Dans la même idée, la maison qui prend feu est (avant) un mur random (après) une maison a colombages super chiadée.

ENSUITE.

Il systématise son truc du palmier, mais de manière un peu plus fine. Autrement dit, il met des détails qui font typiques un peu partout, mais ses détails sont mieux intégrés à l'image, qui font moins toile peinte. Il rapproche les détails caractéristiques de l'action et de Tintin.


Hergé se lâche et met des affiches et bannière en chinois dans tous les coins.

ENCORE.

Il accroît sa profondeur de champ, là encore pour supprimer l'aspect toile peinte. Il n'y a plus simplement Tintin au premier plan et des trucs de décors typique dans un second plan éloigne. Il y a un second plan, un troisième plan. Voire, même-coup de folie- des perspectives ! Dingue !


Là, Hergé, en se levant, s'est clairement dit « j'ai envie de me dessiner quelques perspectives aujourd'hui ». Et il s'est lâché.

AUTREMENT DIT.

Les détails typiques sont mieux intégrés au décor, et Tintin est lui-même mieux intégré au décor.

On n'a plus Tintin qui fait des trucs et le décor qui fait ce qu'il peut pour suivre le mouvement. L'ensemble forme un tout.

En fait, Tintin devient acteur dans ce décor. Il ne s'agit plus de Tintin qui fait des trucs et d'éléments de décor qu'on pose là pour meubler et renseigner le lecteur (« alors, là, Tintin est chez un riche », « là, les personnages sont des méchants », « maintenant, on est en Amérique du sud ») ou l'impressionner (« ça t'épate, cet éclair en boule, hein mon cochon ? »).

Et ce décor, comme dans les films de Feuillade, crédibilise et enrichit l'action. On croit plus au lieu sur lequel se passe l'action. Donc on croit plus à l'action.


1°) Des décors moins évidents (ici le plafond de l’hôtel tout bizarre plutôt qu'une simple surface plane).

▸ Données fournies:
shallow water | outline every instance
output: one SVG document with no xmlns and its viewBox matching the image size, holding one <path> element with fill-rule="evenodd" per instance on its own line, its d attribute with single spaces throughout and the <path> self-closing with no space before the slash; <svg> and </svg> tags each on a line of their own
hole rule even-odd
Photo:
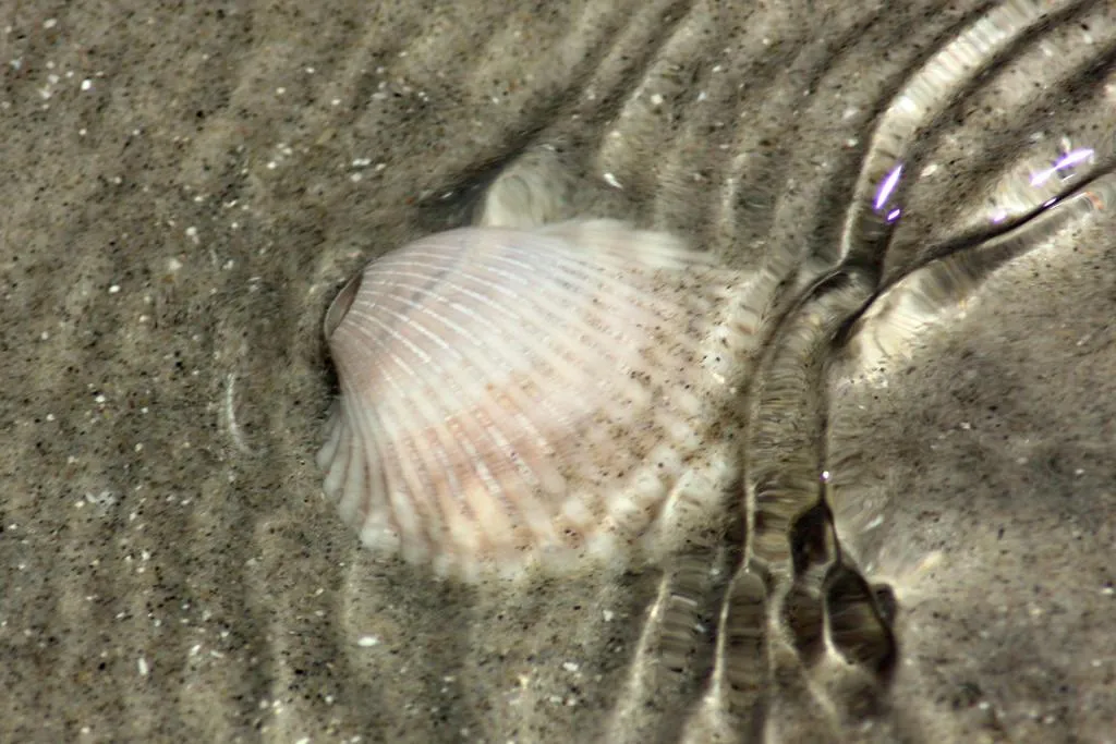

▸ Consignes écrites:
(a) Pour chaque affirmation, indiquez si l'extrait sur le dessin d'Hergé la confirme, en répondant par oui ou non et en citant les mots décisifs : (i) les détails typiques sont mieux intégrés au décor ; (ii) Hergé réduit sa profondeur de champ ; (iii) le décor est rapproché de celui des films de Feuillade.
(b) Répondez brièvement à partir de l'extrait :
(i) Que devient la maison qui prend feu, après la modification ?
(ii) Qu'est-ce qu'Hergé place dans tous les coins ?
(iii) Quel exemple est donné d'un décor moins évident ?
(c) Relevez, dans l'extrait, toutes les phrases citées comme exemples de ce que le décor sert à dire au lecteur pour le renseigner.
Le matériel est indépendant de l'extrait sur le dessin d'Hergé.

▸ Réponses:
(a)
(i) Oui : « Les détails typiques sont mieux intégrés au décor »
(ii) Non : « Il accroît sa profondeur de champ »
(iii) Oui : « comme dans les films de Feuillade »

(b)
(i) Une maison à colombages.
(ii) Des affiches et bannières en chinois.
(iii) Le plafond de l'hôtel, plutôt qu'une simple surface plane.

(c)
« alors, là, Tintin est chez un riche »
« là, les personnages sont des méchants »
« maintenant, on est en Amérique du sud »